# PASSAGE PROVIDED
Of course you don't need to write a plpgsql function.
You can also make n queries with your programming language of your choice.
But with pgRouting it's common that you always need to code at least a
little bit.

Daniel

2014-03-14 16:33 GMT+01:00 Stephen Woodbridge <woodbri@swoodbridge.com>:

Hi Carsten,

I assume you can make a single pgRouting query from point A to B using
pgr_astar() or pgr_trsp() or something similar.

Work that out first. Read the Documentation and the workshop.

Then you just want to write a simple procedure to query your table and
for each row run the pgr_*() query and do something with the results.

https://www.google.com/#newwindow=1&q=postgres%20plpgsql%20tutorial

Read these to get a basic understanding ot plpgsql sripting for stored
procedures.

If you table is big it will take a while. Get this working first and then
we can talk about how to speed it up if you need that.

-Steve

On 3/14/2014 11:00 AM, Carsten Hogertz wrote:

lol. Now we're talking about the same issue!

# GIVEN ENTRIES

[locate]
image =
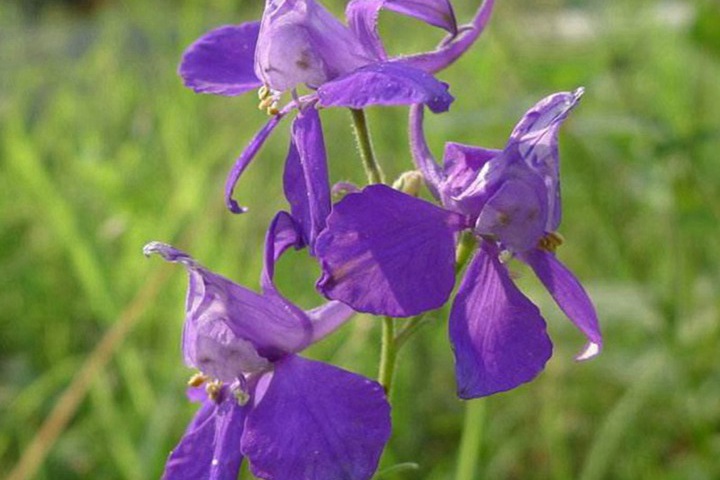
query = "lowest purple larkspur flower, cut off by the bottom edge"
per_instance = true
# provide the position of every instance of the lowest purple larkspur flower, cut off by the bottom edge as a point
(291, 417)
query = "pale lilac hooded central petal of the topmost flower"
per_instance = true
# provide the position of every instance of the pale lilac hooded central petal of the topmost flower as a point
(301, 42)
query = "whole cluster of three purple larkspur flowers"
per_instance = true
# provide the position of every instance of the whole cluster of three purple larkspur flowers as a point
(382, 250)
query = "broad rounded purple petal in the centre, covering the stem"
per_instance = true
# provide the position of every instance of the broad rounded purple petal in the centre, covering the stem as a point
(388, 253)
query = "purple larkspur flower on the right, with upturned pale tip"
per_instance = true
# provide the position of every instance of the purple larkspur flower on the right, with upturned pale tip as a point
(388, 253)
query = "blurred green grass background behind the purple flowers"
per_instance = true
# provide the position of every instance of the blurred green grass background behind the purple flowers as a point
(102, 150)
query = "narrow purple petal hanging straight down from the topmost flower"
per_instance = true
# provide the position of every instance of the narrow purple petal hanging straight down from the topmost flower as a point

# INSTRUCTIONS
A – Answer these questions from the pgRouting exchange, one line per answer, marked (i), (ii), and (iii) as the questions are.
(i) Which two pgRouting functions are named as ways to make a single query from point A to B?
(ii) What kind of function does the opening sentence say you don't need to write?
(iii) Who wrote "lol. Now we're talking about the same issue!"?
B – Print the pgRouting exchange from "Of course you" up to and including "little bit.".
C – List each distinct form of a personal name that appears in the pgRouting exchange, in the order of first appearance.

# ANSWERS FOR THE EXERCISE
A –
(i) pgr_astar() and pgr_trsp()
(ii) A plpgsql function
(iii) Carsten Hogertz

B –
Of course you don't need to write a plpgsql function.
You can also make n queries with your programming language of your choice.
But with pgRouting it's common that you always need to code at least a
little bit.

C –
Daniel
Stephen Woodbridge
Carsten
Steve
Carsten Hogertz